**Exercise aim:** Print the records below exactly, with no pictures.

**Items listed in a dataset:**
==========

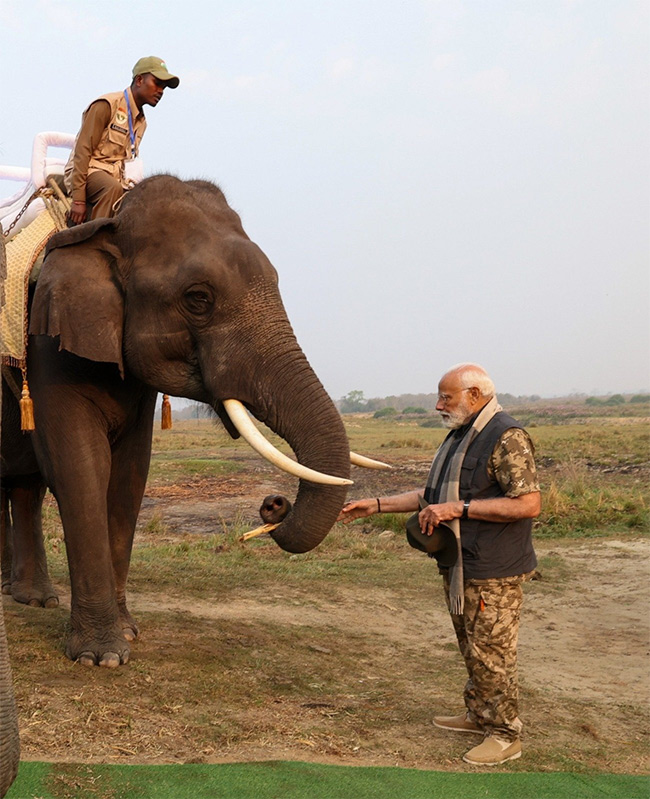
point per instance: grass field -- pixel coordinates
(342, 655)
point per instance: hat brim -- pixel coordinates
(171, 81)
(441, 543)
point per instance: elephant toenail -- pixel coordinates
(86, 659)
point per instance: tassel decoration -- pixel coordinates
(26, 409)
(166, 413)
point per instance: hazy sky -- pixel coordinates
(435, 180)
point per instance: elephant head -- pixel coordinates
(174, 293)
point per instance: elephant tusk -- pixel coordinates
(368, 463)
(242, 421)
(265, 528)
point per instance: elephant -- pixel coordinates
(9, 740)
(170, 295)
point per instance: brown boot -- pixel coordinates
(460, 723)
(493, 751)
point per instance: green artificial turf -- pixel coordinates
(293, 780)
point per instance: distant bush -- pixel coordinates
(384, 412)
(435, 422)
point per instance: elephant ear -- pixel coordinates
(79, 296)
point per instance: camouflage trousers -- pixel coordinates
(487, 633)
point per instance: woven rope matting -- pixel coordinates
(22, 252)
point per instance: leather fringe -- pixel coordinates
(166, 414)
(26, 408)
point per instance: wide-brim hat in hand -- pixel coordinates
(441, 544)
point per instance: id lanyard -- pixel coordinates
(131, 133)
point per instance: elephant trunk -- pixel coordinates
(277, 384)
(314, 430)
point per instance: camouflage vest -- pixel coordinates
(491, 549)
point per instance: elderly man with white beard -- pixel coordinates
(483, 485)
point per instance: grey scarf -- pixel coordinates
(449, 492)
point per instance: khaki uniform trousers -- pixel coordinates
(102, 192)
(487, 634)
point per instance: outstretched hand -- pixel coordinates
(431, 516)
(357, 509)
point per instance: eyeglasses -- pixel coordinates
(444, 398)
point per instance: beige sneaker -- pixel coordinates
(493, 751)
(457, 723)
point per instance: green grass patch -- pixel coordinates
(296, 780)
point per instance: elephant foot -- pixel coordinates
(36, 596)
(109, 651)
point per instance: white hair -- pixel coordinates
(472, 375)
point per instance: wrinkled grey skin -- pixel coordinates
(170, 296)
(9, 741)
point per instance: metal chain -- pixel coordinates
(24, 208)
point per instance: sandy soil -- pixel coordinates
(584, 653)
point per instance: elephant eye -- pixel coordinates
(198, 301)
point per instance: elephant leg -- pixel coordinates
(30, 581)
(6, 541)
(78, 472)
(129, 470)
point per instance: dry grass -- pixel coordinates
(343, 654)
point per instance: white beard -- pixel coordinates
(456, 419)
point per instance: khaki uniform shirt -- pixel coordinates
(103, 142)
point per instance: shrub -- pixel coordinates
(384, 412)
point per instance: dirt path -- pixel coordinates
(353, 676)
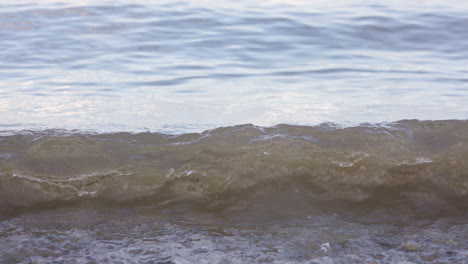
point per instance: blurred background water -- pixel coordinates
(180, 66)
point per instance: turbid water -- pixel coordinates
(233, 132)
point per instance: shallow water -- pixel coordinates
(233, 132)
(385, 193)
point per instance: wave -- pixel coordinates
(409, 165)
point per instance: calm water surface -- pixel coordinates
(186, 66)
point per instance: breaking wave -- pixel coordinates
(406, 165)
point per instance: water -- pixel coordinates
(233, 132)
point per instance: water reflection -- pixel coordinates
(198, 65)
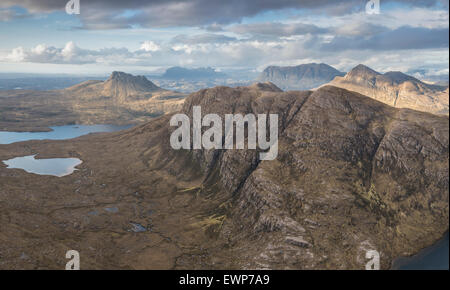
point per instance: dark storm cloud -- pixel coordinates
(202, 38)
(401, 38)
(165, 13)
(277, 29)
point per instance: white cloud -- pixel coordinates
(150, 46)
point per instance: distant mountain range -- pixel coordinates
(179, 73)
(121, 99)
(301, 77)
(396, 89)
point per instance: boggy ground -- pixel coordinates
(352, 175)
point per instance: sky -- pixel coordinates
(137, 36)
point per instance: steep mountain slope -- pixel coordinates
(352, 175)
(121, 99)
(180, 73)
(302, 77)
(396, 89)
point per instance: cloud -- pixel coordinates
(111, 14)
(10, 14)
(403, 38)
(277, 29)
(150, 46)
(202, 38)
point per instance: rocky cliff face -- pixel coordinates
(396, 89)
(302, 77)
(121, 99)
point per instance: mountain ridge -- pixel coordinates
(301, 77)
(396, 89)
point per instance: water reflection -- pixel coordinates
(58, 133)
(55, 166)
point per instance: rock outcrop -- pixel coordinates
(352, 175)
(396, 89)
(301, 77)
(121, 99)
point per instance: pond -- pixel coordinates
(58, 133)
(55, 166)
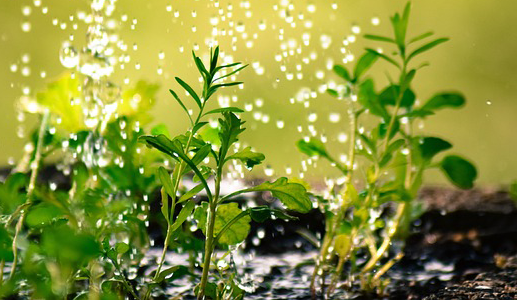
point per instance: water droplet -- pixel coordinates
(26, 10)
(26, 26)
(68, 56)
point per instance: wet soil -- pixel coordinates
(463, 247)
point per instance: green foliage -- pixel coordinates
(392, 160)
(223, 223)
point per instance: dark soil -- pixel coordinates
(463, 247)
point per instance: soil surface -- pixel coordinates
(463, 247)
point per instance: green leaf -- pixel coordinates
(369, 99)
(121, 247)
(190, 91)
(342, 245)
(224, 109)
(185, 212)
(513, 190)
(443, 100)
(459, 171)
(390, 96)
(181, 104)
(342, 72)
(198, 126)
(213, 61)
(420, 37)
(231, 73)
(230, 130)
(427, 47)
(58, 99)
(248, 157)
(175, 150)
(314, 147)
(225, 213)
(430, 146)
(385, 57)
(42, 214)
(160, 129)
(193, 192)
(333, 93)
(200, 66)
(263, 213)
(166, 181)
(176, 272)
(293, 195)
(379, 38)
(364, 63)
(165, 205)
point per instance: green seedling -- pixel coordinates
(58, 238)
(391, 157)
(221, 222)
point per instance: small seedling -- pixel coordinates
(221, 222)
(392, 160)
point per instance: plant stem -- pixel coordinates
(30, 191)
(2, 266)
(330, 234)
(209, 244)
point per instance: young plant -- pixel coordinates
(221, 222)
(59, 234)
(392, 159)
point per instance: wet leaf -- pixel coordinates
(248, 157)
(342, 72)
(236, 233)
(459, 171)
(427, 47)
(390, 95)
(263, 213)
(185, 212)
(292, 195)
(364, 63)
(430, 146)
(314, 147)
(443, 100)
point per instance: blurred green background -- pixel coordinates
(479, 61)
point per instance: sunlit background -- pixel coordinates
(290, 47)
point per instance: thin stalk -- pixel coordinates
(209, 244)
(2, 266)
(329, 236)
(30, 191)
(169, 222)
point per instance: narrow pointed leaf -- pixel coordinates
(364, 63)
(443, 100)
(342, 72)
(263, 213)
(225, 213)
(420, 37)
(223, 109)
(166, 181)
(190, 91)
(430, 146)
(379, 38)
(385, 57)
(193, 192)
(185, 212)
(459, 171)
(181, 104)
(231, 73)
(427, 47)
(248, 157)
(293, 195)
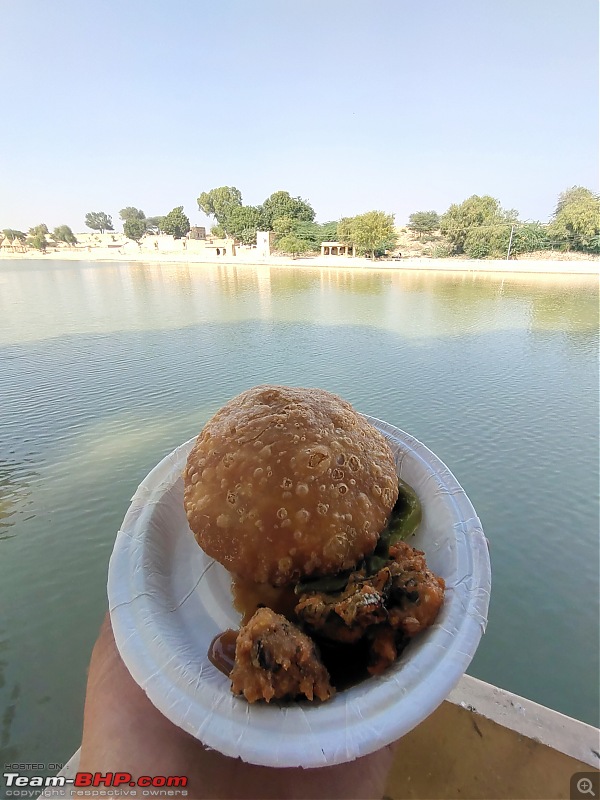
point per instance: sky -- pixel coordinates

==========

**Answer space:**
point per instance: grass field -- pixel coordinates
(342, 655)
point per instance: hat brim -- pixel coordinates
(171, 81)
(441, 543)
point per instance: elephant toenail -- pixel coordinates
(86, 659)
point per instance: tassel decoration -- pixel coordinates
(26, 409)
(166, 413)
point per instance: hazy sky -- pixel coordinates
(435, 180)
point per instance: elephant head -- pixel coordinates
(174, 293)
point per instance: elephant tusk -- pixel coordinates
(368, 463)
(242, 421)
(265, 528)
point per instance: elephant -- pixel coordinates
(9, 740)
(170, 295)
point per instance: brown boot -- pixel coordinates
(460, 723)
(493, 751)
point per instance: green artificial turf -- pixel coordinates
(293, 780)
point per instance: distant bush -- pixel coordinates
(384, 412)
(435, 422)
point per instance: elephant ear -- pixel coordinates
(79, 296)
point per instance: camouflage trousers -- pixel coordinates
(487, 633)
point per instance: woven rope matting -- pixel coordinates
(22, 252)
point per instance: leather fringe -- pixel coordinates
(166, 414)
(26, 408)
point per instance: wide-brim hat in hand -- pixel coordinates
(441, 544)
point per instance: id lanyard -- pixel coordinates
(131, 133)
point per instance: elephant trunk -- pixel coordinates
(277, 384)
(314, 430)
point per instance: camouflage vest -- pixel coordinates
(491, 549)
point per instance: elderly man with white beard -- pixel coordinates
(483, 485)
point per instance: grey scarf -- pixel coordinates
(449, 492)
point per instance: khaki uniform trousers -- pixel coordinates
(102, 192)
(487, 634)
point per instance: outstretched hand -- pixel coordinates
(431, 516)
(357, 509)
point per instance: eyeglasses -- pixel coordinates
(444, 398)
point per instance: beige sneaker -- pixel coordinates
(493, 751)
(457, 723)
point per instance: green grass patch -- pixel coordinates
(296, 780)
point per instance: elephant foot -- pixel coordinates
(36, 596)
(109, 651)
point per instance: white hair -- pixel coordinates
(472, 375)
point per instance: wrinkled grey skin -- pixel coordinates
(170, 296)
(9, 741)
point per instance: metal chain -- pixel coordinates
(24, 208)
point per instance: sandy soil -- pixel coordinates
(584, 653)
point per instance: elephant eye -- pixel coordinates
(198, 301)
point per instance: elephant leg -- pixel coordinates
(30, 581)
(6, 541)
(78, 472)
(129, 470)
point per instance: dry grass -- pixel coordinates
(343, 654)
point per instance: white beard -- pixel coordinates
(456, 419)
point per instance: khaki uniform shirt -- pixel coordinates
(103, 142)
point per instance: shrub -- pixel coordinates
(384, 412)
point per instance: dirt path -- pixel coordinates
(353, 676)
point per instance: blurred background water -- pixel coordinates
(180, 66)
point per instance: turbid water -- pixel coordinates
(233, 132)
point per instance: shallow water -- pixel coordinates
(233, 132)
(385, 193)
point per instance: wave -- pixel coordinates
(409, 165)
point per instance: calm water surface -- pixel coordinates
(186, 66)
point per instance: breaking wave -- pixel coordinates
(406, 165)
point per instance: water -- pixel coordinates
(233, 132)
point per instance: water reflection -- pixel coordinates
(198, 65)
point per instance: dark storm cloud -- pixel coordinates
(202, 38)
(401, 38)
(165, 13)
(277, 29)
point per instance: white cloud -- pixel coordinates
(150, 46)
point per instance: distant mountain range -- pixel coordinates
(179, 73)
(121, 99)
(301, 77)
(396, 89)
point per instance: boggy ground -- pixel coordinates
(352, 175)
point per instance: sky -- pixel coordinates
(137, 36)
point per instance: steep mountain slope -- pixel coordinates
(352, 175)
(121, 99)
(180, 73)
(302, 77)
(396, 89)
point per instance: cloud -- pixel coordinates
(111, 14)
(10, 14)
(403, 38)
(277, 29)
(150, 46)
(202, 38)
point per instance: rocky cliff face -- pixel coordinates
(396, 89)
(302, 77)
(121, 99)
point per instance: mountain ridge -- pixel coordinates
(301, 77)
(396, 89)
point per instance: water reflection -- pixel coordinates
(58, 133)
(55, 166)
point per instance: rock outcrop -- pixel coordinates
(352, 175)
(396, 89)
(301, 77)
(121, 99)
point per instance: pond -- pixel coordinates
(58, 133)
(55, 166)
point per instance: water droplet -- pixel coordinates
(26, 10)
(26, 26)
(68, 56)
point per instance: wet soil -- pixel coordinates
(463, 247)
point per instance: green foliage -- pixel coordinates
(392, 160)
(223, 223)
point per instance: dark soil -- pixel coordinates
(463, 247)
point per instance: soil surface -- pixel coordinates
(463, 247)
point per instance: green leaf -- pixel coordinates
(369, 99)
(121, 247)
(190, 91)
(342, 245)
(224, 109)
(185, 212)
(513, 190)
(443, 100)
(459, 171)
(390, 96)
(181, 104)
(342, 72)
(198, 126)
(213, 61)
(420, 37)
(231, 73)
(230, 130)
(427, 47)
(58, 99)
(248, 157)
(175, 150)
(314, 147)
(225, 213)
(430, 146)
(385, 57)
(42, 214)
(160, 129)
(193, 192)
(333, 93)
(200, 66)
(263, 213)
(166, 181)
(176, 272)
(293, 195)
(379, 38)
(364, 63)
(165, 205)
point per instance: green seedling -- pixel coordinates
(58, 238)
(391, 157)
(221, 222)
point per instance: small seedling -- pixel coordinates
(221, 222)
(392, 160)
point per instance: plant stem -- pixel coordinates
(30, 191)
(2, 266)
(330, 234)
(209, 244)
point per instance: young plant -- pixel coordinates
(221, 222)
(59, 234)
(392, 159)
point per instance: wet leaf -- pixel coordinates
(248, 157)
(342, 72)
(236, 233)
(459, 171)
(427, 47)
(390, 95)
(263, 213)
(185, 212)
(292, 195)
(364, 63)
(430, 146)
(314, 147)
(443, 100)
point per instance: blurred green background -- pixel coordinates
(479, 61)
point per instance: sunlit background -- pixel coordinates
(290, 47)
point per instance: thin stalk -- pixel coordinates
(209, 244)
(2, 266)
(329, 236)
(30, 191)
(169, 222)
point per instance: narrow pointed leaf -- pixel coordinates
(364, 63)
(443, 100)
(342, 72)
(263, 213)
(225, 213)
(420, 37)
(223, 109)
(166, 181)
(190, 91)
(430, 146)
(379, 38)
(385, 57)
(193, 192)
(185, 212)
(459, 171)
(181, 104)
(231, 73)
(427, 47)
(248, 157)
(293, 195)
point per instance: sky -- pixel coordinates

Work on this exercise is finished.